AIM:
Lay out the records below as a two-column CSV with the headers text and answer. Give one row per record, put each field in quotes, replace line breaks with spaces, and leave out the pictures.

DATA SECTION:
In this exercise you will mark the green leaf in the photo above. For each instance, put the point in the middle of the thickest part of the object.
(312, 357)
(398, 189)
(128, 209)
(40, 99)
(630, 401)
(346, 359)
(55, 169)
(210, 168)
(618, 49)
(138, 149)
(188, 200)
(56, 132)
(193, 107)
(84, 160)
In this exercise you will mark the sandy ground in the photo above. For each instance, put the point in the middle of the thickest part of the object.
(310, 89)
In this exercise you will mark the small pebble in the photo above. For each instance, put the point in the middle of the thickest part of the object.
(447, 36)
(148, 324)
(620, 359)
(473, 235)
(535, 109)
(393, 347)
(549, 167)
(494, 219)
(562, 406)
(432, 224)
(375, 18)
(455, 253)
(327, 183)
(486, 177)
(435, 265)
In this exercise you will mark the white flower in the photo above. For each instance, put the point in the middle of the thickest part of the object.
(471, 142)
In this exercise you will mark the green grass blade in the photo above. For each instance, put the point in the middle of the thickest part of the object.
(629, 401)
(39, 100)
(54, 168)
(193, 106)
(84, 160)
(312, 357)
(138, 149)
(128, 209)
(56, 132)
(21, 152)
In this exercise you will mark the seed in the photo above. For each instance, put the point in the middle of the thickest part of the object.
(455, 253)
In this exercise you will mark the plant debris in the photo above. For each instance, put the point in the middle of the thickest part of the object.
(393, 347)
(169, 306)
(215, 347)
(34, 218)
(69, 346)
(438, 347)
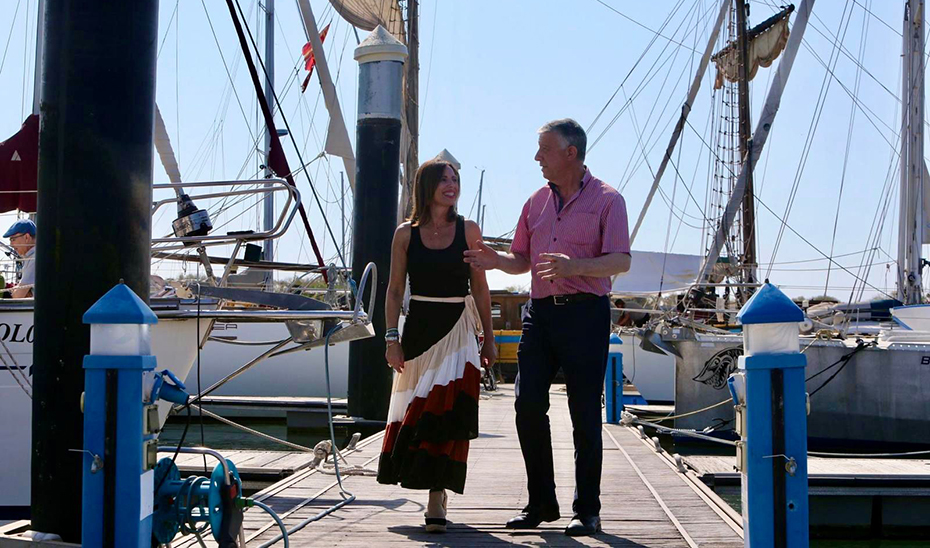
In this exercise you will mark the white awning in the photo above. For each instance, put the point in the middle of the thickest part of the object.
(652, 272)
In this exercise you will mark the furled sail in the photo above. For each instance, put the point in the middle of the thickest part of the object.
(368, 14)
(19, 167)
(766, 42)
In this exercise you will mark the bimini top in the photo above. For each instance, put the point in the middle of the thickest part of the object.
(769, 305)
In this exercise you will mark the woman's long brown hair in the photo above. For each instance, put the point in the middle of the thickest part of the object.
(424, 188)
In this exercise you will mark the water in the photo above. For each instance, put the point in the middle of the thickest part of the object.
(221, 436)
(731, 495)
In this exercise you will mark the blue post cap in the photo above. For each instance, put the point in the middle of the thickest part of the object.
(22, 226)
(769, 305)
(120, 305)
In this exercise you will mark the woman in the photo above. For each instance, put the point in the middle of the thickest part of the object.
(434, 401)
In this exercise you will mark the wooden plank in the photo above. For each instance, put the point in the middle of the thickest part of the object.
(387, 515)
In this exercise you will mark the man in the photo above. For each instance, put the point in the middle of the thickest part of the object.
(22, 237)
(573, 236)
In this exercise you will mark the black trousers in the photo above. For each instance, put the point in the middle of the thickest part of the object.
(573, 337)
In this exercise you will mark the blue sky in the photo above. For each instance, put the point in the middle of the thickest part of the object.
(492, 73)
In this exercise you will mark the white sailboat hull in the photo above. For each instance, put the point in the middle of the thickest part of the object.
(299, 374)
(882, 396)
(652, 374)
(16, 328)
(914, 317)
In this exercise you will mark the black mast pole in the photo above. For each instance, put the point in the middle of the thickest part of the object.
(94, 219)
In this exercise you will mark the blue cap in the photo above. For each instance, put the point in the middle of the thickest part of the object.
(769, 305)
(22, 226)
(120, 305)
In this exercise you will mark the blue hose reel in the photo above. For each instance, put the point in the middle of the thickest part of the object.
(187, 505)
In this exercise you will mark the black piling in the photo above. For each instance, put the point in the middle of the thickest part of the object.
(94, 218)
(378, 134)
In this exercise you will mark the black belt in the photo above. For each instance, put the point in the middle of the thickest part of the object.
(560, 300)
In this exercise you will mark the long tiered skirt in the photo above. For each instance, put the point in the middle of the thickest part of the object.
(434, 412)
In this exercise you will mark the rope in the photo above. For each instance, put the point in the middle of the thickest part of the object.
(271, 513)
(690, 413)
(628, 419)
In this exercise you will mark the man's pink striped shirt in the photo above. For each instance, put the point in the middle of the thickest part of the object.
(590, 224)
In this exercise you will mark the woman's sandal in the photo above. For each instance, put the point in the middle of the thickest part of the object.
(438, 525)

RESPONSE TO THIS TASK:
text,answer
"In this exercise you will mark the green leaf in the photo above. For each instance, put the point in the middle of the thickest part of the object.","(312, 357) (398, 189) (128, 209) (40, 99) (630, 401) (346, 359) (55, 169) (210, 168) (618, 49) (138, 149) (188, 200) (56, 132) (193, 107) (84, 160)"
"In this exercise you will mark the sandy ground in the photo above. For each instance, put the point in the middle of the thickest part of the object.","(310, 89)"
"In this exercise you will mark the small pebble in the photo above. For each instance, put the point in the middle of the thickest part of the object.","(447, 36) (148, 324) (620, 359) (473, 235) (535, 109) (393, 347) (549, 167) (494, 219) (562, 406) (432, 224) (375, 18) (455, 253) (327, 183) (486, 177) (435, 265)"
"In this exercise you will mark the white flower in the photo above. For each instance, put the point in the middle of the thickest part of the object.","(471, 142)"
"In this exercise you will mark the green grass blade in the photo above. For each instance, put the point in the middle of the thickest part of the object.","(629, 401) (39, 100) (54, 168) (193, 106) (84, 160) (312, 357) (138, 149) (128, 209) (56, 132) (21, 152)"
"In this exercise you will mark the seed in the photo above. For each instance, put the point in the middle of the thickest part of the object.","(455, 253)"
"In this exercise you will mark the plant debris in the photo above. For each instance, put the point in the middle of the thickest part of the object.","(393, 347) (169, 306) (215, 347) (34, 218) (69, 346) (438, 347)"
"In this exercise you will mark the white awning in the photo above. For each instance, put the point in the middle of the thickest part of the object.","(652, 272)"
"In this exercise you will mark the furled sail in the photo above. For each instance, put the point in the middle of the thickest part of the object.","(368, 14) (19, 167) (766, 42)"
"In this exercise you will mark the bimini top in the photo above. For each instance, put the point in the middle of the thickest part of the object.","(769, 305)"
"In this exercise you will mark the woman's long brown hair in the photo above. For each instance, put the point in the middle of the thickest part of the object.","(424, 188)"
"In this exercise you will mark the water in the photo above. For each instance, put the point in the middle of the thickest part of the object.","(221, 436) (731, 495)"
"In this exercise you will mark the blue post cap in the photo above. For each instance, put the point in the middle of the thickest part of the object.","(22, 226) (769, 305) (120, 305)"
"In this exercise you will mark the woman in the photo above. For each instance, put the point in the middle of the thickest part of the object.","(434, 401)"
"In this exercise you will mark the wooden plank in the photo above. For each instance, put the point in the middle of the thickest part of the object.","(387, 515)"
"In this exercise you will mark the man in the photo above. For each instance, put the point in the middle of the thickest part of the object.","(22, 237) (573, 236)"
"In this exercise you will mark the black trousers in the photo above. For each instance, put the point in the middle of the thickest part of the object.","(573, 337)"
"In this exercise you will mark the blue sky in the photo above. For each instance, put the point in the middle of the thickest part of the object.","(492, 73)"
"In this exercise you will mark the white sailboat hull in the photo above. For each instance, put the point in the middle of the thickest part of the object.","(299, 374) (882, 396) (652, 374) (16, 328) (914, 317)"
"In this exercise you will mark the black mast pole in the photo above. For each instance, put the point in the middle of the thickest part of the object.","(94, 219)"
"In this exercise you will mark the blue cap in the photo above. For each instance, put the point in the middle of the thickest part of the object.","(769, 305) (22, 226) (120, 305)"
"In this exercise you will mark the blue hose reel in the photo above. For each instance, put the point in the middle of the thickest part of the object.","(187, 505)"
"In this exercise you will mark the black piling in the photo above. For each instance, put the point in the middle of the thickest part of the object.","(94, 218) (378, 134)"
"In this exercise you will mark the black belt in the photo above. For each instance, put the point in the middle of the thickest part of the object.","(560, 300)"
"In this exercise you will mark the long tiered skirt in the photo above. For each instance, put the point in the middle of the thickest part of the object.","(434, 412)"
"In this exercise you will mark the rope in the photo above. For each instance, put the point in the middle of the thickest part of the object.","(271, 513) (690, 413) (628, 419)"
"In this exercise you will mark the man's pink striped shirt in the photo above. For each instance, put the point in the middle of the thickest part of the object.","(590, 224)"
"In this exercise you will mark the woman's sandal in the photo above. For each instance, put the point in the middle of the thickest part of the object.","(438, 525)"